Material for this task:
'''
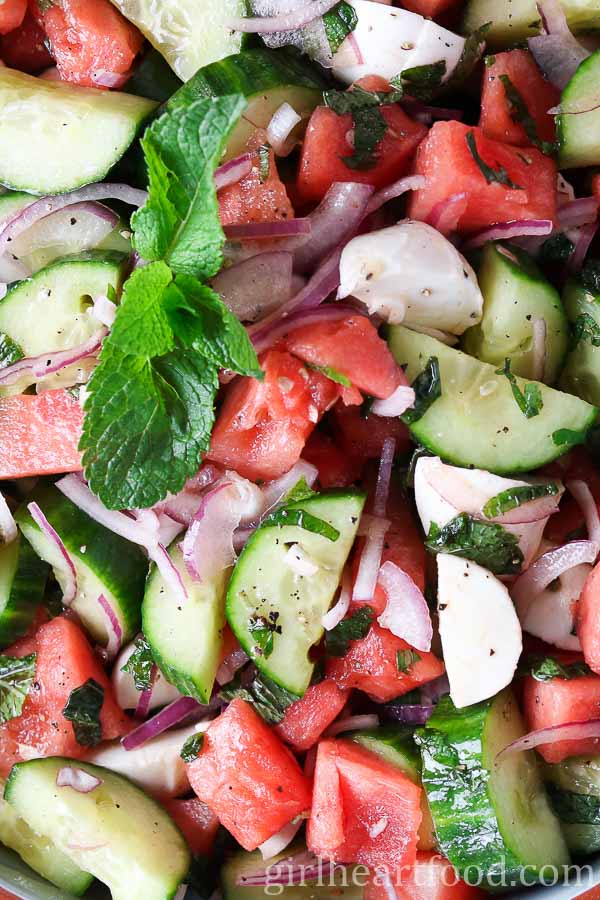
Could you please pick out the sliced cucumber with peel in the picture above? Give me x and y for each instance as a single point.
'''
'''
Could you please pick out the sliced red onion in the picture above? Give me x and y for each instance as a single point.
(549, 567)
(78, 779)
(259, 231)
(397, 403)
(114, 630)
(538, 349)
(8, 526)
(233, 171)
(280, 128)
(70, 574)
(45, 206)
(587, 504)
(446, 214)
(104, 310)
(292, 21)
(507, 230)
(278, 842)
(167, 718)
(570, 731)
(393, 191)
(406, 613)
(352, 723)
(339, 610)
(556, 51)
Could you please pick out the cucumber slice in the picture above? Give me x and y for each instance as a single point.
'''
Work to do: Collect every line in the data above that contains the word "sliced", and copy each of those lines in full.

Exercise response:
Could you please pick out the sliced cucumber with peel in the picture above? Give me x and y for each instance as a single point.
Could you please pick out the sliced red onion in the picture above? Give me x and y for each instance as a single point.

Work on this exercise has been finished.